=== Challenge A ===
In the pointing records, copy out the lines from the one containing "Tag each instance of the woman's" up to and including the one containing "<point>85,450</point>". Leave the pictures out of your copy.

=== Page excerpt ===
According to Special Agent Shawn Bradstreet, pig butchering scams have tripled in the state of California in 2022.

“Once they see how easy it is to invest, they see a rise in their screen account and then they end up investing their entire life savings in a matter of days. The counterfeit sites used can look legitimate, but the money is going straight to the criminals.” -Shawn Bradstreet, U.S. Secret Service Special Agent

(Source: ABC7 News)

FBI Tips to Prevent Falling Victim to Pig Butchering

The FBI gives essential tips on how to stay safe from pig butchering scams:

  • “Be cautious of individuals who claim to have exclusive investment opportunities and urge you to act fast.
  • Don’t talk about your current financial status to unknown and untrusted people.
  • Don’t provide your banking information, Social Security Number, copies of your identification or passport, or any other sensitive information to anyone online or to a site you do not know is legitimate.

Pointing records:
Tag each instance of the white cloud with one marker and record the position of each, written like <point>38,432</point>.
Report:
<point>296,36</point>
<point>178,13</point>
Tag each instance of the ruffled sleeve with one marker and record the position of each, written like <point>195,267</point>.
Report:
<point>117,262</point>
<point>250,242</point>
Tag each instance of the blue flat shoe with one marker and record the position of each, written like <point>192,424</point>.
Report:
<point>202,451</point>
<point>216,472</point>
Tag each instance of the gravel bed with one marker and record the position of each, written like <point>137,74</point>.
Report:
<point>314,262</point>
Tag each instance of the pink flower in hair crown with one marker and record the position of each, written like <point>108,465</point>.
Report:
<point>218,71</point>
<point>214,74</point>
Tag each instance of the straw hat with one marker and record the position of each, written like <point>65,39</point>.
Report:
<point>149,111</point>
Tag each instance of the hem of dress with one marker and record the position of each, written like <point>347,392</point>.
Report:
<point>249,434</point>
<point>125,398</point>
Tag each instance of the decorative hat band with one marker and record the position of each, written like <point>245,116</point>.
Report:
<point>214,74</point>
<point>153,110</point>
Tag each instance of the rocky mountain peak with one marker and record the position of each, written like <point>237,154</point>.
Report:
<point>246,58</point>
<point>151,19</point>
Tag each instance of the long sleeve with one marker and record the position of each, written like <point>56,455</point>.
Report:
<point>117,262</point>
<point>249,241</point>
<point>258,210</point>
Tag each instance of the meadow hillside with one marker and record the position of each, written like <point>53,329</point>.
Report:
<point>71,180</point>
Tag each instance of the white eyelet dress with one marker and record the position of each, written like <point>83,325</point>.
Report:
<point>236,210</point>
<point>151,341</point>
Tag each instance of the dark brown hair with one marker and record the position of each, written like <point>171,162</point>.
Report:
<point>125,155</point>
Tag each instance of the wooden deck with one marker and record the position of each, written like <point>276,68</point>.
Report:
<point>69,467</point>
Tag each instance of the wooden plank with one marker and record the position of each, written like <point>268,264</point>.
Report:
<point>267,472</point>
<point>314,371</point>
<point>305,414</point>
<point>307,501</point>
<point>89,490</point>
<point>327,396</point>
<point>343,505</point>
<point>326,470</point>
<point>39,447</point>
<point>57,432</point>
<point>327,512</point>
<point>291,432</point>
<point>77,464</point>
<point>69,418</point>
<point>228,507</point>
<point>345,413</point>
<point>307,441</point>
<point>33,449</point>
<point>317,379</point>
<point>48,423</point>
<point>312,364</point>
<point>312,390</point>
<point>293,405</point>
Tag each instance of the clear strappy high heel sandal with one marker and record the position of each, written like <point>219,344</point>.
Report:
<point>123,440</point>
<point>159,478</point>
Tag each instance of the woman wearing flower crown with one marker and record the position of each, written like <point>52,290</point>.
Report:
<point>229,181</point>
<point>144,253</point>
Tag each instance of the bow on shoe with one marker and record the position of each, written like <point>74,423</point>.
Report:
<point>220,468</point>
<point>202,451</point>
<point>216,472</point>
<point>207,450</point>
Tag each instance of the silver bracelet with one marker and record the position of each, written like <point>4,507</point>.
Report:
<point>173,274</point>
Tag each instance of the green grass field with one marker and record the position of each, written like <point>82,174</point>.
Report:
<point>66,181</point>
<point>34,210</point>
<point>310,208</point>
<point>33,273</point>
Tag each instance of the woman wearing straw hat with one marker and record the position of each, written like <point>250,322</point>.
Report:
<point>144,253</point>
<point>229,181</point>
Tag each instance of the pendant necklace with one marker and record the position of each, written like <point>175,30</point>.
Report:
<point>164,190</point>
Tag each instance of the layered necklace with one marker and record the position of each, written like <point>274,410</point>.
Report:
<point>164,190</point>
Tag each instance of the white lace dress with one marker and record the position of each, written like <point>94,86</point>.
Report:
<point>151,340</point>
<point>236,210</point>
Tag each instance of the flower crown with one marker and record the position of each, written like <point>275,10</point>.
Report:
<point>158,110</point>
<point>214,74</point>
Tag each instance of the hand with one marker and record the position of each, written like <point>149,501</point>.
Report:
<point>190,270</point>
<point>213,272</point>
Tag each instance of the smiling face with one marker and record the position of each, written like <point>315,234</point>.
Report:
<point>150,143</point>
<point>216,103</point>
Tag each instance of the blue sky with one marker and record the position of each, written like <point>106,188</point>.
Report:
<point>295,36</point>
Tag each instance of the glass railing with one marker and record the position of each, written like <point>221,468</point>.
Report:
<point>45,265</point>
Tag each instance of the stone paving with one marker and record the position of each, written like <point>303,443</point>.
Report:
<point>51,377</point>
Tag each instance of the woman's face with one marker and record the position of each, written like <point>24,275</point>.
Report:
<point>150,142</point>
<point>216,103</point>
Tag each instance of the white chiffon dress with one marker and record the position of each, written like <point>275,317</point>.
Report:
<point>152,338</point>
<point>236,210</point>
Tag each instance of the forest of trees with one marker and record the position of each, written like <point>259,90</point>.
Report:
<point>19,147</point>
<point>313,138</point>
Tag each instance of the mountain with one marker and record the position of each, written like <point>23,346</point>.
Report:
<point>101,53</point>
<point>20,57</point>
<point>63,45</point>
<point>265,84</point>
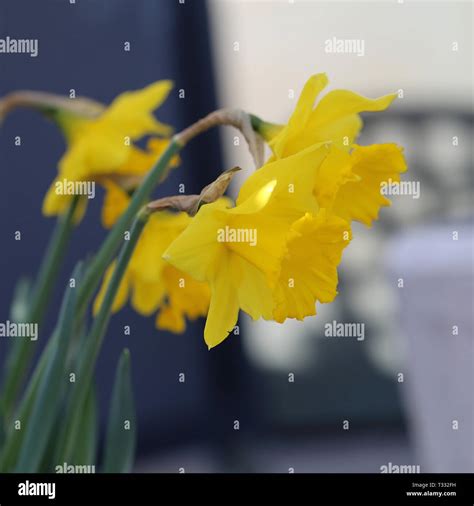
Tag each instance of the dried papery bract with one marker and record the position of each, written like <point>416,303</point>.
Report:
<point>190,204</point>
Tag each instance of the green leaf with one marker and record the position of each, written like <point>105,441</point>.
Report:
<point>14,438</point>
<point>50,388</point>
<point>121,428</point>
<point>20,302</point>
<point>85,450</point>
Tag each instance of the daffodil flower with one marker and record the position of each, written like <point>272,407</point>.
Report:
<point>350,179</point>
<point>152,284</point>
<point>239,251</point>
<point>103,150</point>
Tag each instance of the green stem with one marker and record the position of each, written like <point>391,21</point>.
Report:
<point>20,356</point>
<point>93,344</point>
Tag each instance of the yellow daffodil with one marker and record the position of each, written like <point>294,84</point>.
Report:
<point>102,150</point>
<point>350,179</point>
<point>153,285</point>
<point>334,118</point>
<point>239,251</point>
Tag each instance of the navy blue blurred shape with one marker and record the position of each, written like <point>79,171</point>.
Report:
<point>81,47</point>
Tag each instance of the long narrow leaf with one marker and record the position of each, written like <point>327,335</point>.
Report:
<point>121,429</point>
<point>48,398</point>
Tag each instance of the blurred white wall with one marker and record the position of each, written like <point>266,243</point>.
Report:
<point>265,50</point>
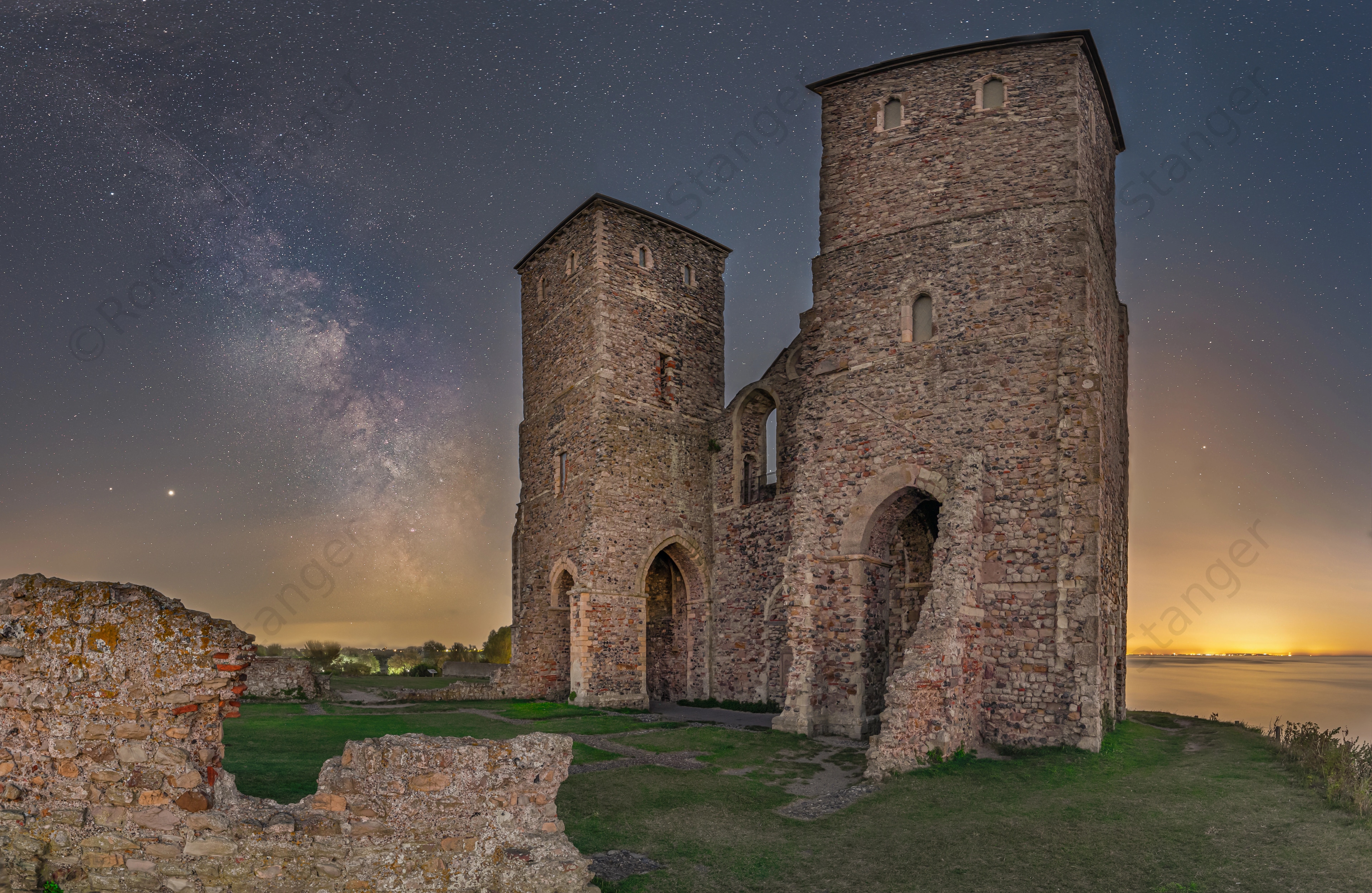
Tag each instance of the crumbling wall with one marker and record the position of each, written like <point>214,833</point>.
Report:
<point>284,678</point>
<point>111,719</point>
<point>934,700</point>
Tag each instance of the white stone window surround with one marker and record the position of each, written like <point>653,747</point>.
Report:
<point>1005,86</point>
<point>559,472</point>
<point>917,326</point>
<point>881,113</point>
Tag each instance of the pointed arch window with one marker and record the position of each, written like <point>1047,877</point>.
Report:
<point>924,319</point>
<point>994,94</point>
<point>891,114</point>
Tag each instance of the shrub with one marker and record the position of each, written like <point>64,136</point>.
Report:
<point>322,655</point>
<point>1330,760</point>
<point>497,649</point>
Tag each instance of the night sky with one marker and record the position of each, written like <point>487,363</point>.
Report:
<point>313,212</point>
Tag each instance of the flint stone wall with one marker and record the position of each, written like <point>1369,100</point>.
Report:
<point>284,678</point>
<point>470,669</point>
<point>111,708</point>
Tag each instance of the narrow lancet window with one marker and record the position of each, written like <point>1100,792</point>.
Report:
<point>924,320</point>
<point>891,117</point>
<point>994,94</point>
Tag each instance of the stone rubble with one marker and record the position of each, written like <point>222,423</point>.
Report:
<point>113,702</point>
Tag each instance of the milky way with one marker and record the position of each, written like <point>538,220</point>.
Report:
<point>261,258</point>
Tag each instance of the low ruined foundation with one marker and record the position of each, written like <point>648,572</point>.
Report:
<point>111,707</point>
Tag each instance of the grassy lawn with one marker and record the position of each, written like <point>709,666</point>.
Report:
<point>777,752</point>
<point>1202,806</point>
<point>586,754</point>
<point>386,685</point>
<point>1207,806</point>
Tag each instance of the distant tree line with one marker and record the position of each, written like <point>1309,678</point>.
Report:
<point>415,660</point>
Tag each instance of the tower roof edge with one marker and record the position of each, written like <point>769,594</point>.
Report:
<point>601,197</point>
<point>1093,55</point>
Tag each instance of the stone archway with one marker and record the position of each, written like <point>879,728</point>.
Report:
<point>892,529</point>
<point>677,659</point>
<point>899,579</point>
<point>665,594</point>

=== Challenge B ===
Answer these questions from the page excerpt on pig butchering scams:
(i) According to Special Agent Shawn Bradstreet, by how much did pig butchering scams grow in California in 2022?
(ii) What news source is credited for Bradstreet's quote?
(iii) Which agency gives the tips for staying safe from pig butchering scams?

=== Full solution A ===
Tag each instance of the woman's face with one marker and record the position of each, written like <point>24,275</point>.
Report:
<point>150,142</point>
<point>216,103</point>
Tag each instance of the white chiffon dress with one marker and record the position of each, written like <point>275,317</point>.
Report:
<point>152,338</point>
<point>236,210</point>
Tag each instance of the forest of trees with one marker and record the position of each, written like <point>259,90</point>.
Report:
<point>19,147</point>
<point>313,138</point>
Tag each instance of the mountain with one marker and record the position of each, written like <point>23,346</point>.
Report:
<point>101,53</point>
<point>20,57</point>
<point>63,45</point>
<point>265,84</point>
Tag each instance of the dried papery bract with one marker and record the position of each, written like <point>416,303</point>.
Report:
<point>190,204</point>
Tag each instance of the green leaf with one marker and record the position of each, written like <point>105,441</point>.
Report:
<point>14,438</point>
<point>50,388</point>
<point>121,428</point>
<point>20,302</point>
<point>85,450</point>

=== Full solution B ===
(i) They tripled.
(ii) ABC7 News.
(iii) The FBI.